Reproduce every one of the rows below, keeping each line identical to the original.
— start RECORDED DATA —
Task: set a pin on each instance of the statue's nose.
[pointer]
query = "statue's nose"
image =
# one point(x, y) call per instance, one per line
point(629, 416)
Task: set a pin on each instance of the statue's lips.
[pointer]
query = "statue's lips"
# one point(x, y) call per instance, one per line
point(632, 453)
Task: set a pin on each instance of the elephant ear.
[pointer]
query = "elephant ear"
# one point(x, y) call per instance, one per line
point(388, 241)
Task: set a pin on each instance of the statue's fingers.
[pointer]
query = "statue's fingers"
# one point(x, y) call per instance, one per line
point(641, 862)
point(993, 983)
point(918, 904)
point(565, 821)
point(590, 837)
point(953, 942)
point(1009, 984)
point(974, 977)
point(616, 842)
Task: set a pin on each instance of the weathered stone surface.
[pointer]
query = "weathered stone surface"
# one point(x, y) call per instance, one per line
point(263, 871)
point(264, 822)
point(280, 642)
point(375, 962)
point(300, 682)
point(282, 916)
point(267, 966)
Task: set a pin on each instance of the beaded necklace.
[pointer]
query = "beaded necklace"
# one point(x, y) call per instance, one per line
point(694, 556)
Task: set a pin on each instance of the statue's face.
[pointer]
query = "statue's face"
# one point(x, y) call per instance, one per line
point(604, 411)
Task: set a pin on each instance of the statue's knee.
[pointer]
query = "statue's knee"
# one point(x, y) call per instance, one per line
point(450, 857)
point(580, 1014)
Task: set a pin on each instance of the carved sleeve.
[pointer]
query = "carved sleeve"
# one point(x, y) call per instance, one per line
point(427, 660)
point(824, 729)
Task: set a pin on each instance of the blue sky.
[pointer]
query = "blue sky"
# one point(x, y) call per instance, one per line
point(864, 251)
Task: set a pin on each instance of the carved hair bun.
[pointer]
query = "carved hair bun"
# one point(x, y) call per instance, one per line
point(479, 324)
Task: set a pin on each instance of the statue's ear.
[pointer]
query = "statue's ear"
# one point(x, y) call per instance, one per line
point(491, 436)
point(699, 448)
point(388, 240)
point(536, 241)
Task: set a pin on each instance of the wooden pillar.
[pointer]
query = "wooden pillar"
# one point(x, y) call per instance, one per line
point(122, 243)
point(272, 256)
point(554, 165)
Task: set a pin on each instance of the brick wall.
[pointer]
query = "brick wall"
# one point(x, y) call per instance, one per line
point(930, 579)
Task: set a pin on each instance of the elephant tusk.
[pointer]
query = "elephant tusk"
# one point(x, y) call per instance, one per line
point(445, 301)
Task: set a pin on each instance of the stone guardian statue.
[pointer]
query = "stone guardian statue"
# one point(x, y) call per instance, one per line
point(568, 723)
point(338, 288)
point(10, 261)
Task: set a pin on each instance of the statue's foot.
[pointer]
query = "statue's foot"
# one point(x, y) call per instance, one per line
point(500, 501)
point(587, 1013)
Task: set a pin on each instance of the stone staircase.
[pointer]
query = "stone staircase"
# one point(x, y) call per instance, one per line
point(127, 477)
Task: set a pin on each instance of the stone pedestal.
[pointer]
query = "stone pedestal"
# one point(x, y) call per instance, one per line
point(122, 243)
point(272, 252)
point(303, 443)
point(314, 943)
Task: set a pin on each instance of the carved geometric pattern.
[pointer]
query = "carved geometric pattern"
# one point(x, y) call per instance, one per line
— end RECORDED DATA —
* WRITTEN REPLY *
Task: set a pin on each instance of the statue's nose.
[pointer]
query = "statue's nose"
image =
# one point(x, y) call per instance, one per line
point(629, 416)
Task: set a pin on each instance of the statue's lips.
[pointer]
query = "statue's lips"
# one point(x, y) call per instance, one per line
point(632, 453)
Task: set a pin on each instance of the elephant ear.
[pointer]
query = "elephant ear"
# one point(x, y) call per instance, one per line
point(388, 241)
Task: set a pin on each instance of the statue's fingers.
[pointer]
query = "statue's fingers"
# one point(x, y) call per instance, one per line
point(641, 862)
point(993, 983)
point(918, 904)
point(565, 821)
point(590, 837)
point(953, 942)
point(1009, 984)
point(974, 977)
point(616, 842)
Task: set a pin on each instance of the weathered stone surface.
[pointer]
query = "weathered stone surface"
# one point(x, y) call per instance, one per line
point(263, 871)
point(264, 822)
point(280, 642)
point(375, 962)
point(300, 682)
point(282, 916)
point(267, 966)
Task: set a pin on each instance of the beaded necklace.
[pointer]
query = "beaded necklace"
# one point(x, y) call per instance, one per line
point(694, 556)
Task: set a pin on each instance of the statue's face.
[pointer]
query = "statue's face"
# one point(x, y) call per instance, one per line
point(604, 411)
Task: set a pin on each instance of the statue's knee.
[pointer]
query = "statue's knee"
# one point(x, y) call per instance, one per line
point(450, 857)
point(580, 1014)
Task: set a pin on each instance of the carved sleeve.
[pointer]
query = "carved sleeve"
# one point(x, y) call per instance, one per line
point(427, 660)
point(824, 729)
Task: set a pin on each instance of the blue sky.
[pointer]
query = "blue sky"
# one point(x, y) call per instance, one per line
point(864, 251)
Task: set a pin on each instance of the carved hair bun.
[pointer]
query = "carved hair bun"
# one point(x, y) call per instance, one per line
point(479, 324)
Task: set a pin on each instance of the statue's ear.
[pointer]
query = "statue's ear"
# one point(x, y) call per instance, one per line
point(491, 436)
point(699, 448)
point(388, 240)
point(536, 241)
Task: set a pin on each instance of the wooden pillar.
[pointer]
query = "wooden pillar"
# one point(x, y) call per instance, one per line
point(122, 243)
point(272, 256)
point(554, 165)
Task: set a pin on each instance of the brick wall.
[pointer]
query = "brick wall"
# one point(x, y) call per instance, one per line
point(930, 579)
Task: set a pin on each instance of the elephant tusk.
[pointer]
query = "elephant tusk"
# one point(x, y) call per instance, one per line
point(445, 301)
Task: set a pin on each instance of the stone guardian statue.
[pointer]
query = "stone guardian statue"
# one point(x, y) call per instance, one per line
point(568, 723)
point(338, 288)
point(10, 261)
Task: set a pin on each instance of the statue's foot.
[pointer]
query = "statue's foot"
# one point(x, y) call per instance, one per line
point(500, 501)
point(587, 1013)
Task: set a pin on each instance of the stone staircase.
[pointer]
query = "stone staircase"
# one point(x, y) call per instance, one per line
point(127, 477)
Task: set a pin on each instance of the stone pedestal.
[pointer]
query = "stone pedestal"
# one point(x, y) call per instance, one per line
point(122, 243)
point(272, 252)
point(303, 443)
point(314, 943)
Task: set a pin on each instance of the carved geometric pattern.
[pointer]
query = "carved geometric pattern"
# one point(x, y) call per instance, one per line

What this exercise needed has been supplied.